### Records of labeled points
┄┄┄┄┄┄
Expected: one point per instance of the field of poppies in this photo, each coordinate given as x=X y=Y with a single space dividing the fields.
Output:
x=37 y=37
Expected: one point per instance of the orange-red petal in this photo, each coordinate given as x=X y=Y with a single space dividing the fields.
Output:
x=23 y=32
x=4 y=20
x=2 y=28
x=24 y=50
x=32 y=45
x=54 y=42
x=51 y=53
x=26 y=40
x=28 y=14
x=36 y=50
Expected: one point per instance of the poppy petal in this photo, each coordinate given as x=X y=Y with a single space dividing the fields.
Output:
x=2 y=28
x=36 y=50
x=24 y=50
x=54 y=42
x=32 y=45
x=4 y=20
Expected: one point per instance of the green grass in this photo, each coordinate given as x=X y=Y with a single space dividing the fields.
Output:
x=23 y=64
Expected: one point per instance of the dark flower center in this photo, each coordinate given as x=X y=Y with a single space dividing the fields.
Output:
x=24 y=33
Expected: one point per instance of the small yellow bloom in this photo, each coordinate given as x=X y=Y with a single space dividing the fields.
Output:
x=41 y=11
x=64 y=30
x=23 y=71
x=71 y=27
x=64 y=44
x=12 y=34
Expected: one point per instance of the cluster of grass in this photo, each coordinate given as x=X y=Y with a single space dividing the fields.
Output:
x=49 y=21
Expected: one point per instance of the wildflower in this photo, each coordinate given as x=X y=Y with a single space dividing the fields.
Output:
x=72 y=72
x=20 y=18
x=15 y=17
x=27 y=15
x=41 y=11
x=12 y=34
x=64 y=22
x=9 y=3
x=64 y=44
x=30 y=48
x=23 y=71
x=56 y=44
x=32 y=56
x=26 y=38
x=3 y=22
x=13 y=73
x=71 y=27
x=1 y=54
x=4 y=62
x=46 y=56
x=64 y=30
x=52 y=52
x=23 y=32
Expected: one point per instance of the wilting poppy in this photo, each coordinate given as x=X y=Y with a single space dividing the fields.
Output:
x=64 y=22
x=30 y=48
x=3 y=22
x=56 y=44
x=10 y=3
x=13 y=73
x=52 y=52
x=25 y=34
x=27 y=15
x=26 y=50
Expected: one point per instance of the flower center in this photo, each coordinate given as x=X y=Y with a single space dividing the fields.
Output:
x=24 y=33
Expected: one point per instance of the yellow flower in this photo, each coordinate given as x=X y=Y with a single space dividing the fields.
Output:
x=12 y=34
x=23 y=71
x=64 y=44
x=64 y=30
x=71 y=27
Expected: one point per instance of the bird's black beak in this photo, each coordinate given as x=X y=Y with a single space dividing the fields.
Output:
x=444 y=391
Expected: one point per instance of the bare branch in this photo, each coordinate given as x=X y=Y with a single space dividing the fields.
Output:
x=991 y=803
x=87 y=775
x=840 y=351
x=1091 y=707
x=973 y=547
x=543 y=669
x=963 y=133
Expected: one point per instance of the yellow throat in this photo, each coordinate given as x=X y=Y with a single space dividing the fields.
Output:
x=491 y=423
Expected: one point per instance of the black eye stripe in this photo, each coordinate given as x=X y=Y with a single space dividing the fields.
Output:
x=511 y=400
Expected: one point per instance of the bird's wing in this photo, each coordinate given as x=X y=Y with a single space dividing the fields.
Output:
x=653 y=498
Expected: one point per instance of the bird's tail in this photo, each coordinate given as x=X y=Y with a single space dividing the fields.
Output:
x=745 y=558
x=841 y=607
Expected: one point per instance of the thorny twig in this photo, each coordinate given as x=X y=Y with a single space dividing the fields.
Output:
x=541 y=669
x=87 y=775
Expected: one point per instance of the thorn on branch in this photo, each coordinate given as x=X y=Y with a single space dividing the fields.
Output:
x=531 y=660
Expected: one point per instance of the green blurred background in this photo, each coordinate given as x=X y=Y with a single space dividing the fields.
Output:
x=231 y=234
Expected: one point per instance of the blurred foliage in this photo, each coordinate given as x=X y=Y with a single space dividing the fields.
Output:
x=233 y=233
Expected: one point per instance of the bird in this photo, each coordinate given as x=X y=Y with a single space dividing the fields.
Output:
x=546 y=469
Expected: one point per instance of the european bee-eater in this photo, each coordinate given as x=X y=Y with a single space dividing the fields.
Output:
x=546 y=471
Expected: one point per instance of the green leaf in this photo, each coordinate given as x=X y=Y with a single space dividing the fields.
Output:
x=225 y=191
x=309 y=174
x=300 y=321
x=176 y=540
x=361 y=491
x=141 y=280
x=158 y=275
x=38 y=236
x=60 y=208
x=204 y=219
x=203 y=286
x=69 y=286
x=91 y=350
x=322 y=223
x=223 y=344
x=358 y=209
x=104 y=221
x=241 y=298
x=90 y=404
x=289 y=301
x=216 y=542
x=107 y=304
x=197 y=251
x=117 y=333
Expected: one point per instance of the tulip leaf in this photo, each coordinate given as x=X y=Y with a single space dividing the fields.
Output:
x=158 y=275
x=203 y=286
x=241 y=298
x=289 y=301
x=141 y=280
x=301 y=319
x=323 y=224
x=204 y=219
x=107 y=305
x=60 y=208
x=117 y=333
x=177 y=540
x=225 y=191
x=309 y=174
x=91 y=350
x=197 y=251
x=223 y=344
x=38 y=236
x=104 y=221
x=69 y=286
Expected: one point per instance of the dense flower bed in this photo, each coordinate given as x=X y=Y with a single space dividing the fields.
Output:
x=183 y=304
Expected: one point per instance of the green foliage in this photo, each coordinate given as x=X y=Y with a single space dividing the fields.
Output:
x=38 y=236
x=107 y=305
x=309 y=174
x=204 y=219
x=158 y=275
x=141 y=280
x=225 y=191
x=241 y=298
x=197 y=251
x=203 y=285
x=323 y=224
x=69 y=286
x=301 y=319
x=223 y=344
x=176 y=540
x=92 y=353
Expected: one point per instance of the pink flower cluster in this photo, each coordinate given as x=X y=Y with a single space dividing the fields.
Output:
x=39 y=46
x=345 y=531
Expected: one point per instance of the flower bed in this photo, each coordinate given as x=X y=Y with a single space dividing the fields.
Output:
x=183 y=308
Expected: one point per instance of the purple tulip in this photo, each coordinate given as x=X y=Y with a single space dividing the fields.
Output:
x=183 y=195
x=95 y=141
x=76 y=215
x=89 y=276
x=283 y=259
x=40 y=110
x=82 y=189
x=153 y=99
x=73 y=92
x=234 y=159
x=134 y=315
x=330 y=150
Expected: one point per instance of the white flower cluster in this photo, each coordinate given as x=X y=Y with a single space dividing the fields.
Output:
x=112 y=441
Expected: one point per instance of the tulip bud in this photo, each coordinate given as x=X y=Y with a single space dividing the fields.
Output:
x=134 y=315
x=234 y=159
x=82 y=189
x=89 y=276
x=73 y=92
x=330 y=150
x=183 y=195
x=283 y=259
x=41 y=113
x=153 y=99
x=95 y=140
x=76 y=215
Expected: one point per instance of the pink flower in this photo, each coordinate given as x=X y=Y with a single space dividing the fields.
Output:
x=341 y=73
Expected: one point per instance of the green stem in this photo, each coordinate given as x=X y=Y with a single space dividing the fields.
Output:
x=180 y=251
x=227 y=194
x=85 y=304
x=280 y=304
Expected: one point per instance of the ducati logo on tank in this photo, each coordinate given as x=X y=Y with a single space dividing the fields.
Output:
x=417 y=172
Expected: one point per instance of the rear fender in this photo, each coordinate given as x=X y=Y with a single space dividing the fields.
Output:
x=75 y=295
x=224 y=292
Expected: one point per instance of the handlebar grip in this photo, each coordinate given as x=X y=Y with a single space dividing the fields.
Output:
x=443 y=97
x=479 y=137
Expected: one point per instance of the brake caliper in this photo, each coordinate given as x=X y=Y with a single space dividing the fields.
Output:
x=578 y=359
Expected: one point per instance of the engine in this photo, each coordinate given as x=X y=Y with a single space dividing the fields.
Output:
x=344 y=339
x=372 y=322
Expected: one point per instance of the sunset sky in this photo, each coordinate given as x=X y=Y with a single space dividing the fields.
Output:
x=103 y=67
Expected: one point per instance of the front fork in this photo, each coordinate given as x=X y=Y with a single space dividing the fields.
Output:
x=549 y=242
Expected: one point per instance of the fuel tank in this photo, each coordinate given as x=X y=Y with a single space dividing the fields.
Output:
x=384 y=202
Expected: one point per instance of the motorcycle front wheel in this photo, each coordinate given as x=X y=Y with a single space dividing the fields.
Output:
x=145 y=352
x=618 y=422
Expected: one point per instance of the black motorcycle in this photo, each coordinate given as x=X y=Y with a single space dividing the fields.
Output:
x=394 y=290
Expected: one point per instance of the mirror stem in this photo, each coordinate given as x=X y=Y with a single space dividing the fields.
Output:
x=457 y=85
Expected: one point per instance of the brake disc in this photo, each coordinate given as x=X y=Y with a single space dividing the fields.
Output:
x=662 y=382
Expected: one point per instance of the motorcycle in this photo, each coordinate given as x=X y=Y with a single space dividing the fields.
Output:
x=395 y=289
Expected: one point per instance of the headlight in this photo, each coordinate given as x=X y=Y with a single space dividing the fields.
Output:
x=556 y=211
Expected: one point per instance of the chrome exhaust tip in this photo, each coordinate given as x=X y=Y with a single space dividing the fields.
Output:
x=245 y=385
┄┄┄┄┄┄
### Task brief
Convert the listing into a Markdown table with the columns No. and Entry, starting at the line that contains "Expected: one point per instance of the green blurred" and ending after the line that contains "x=233 y=233". Number each row and leave out blank lines.

### Problem solution
| No. | Entry |
|---|---|
| 1 | Expected: one point per instance of the green blurred background in this photo, each coordinate given as x=X y=Y with a single space dividing the fields. |
| 2 | Output: |
| 3 | x=231 y=234 |
| 4 | Expected: one point per instance of the blurred foliage in this photo, each coordinate given as x=X y=Y with a single space dividing the fields. |
| 5 | Output: |
| 6 | x=233 y=233 |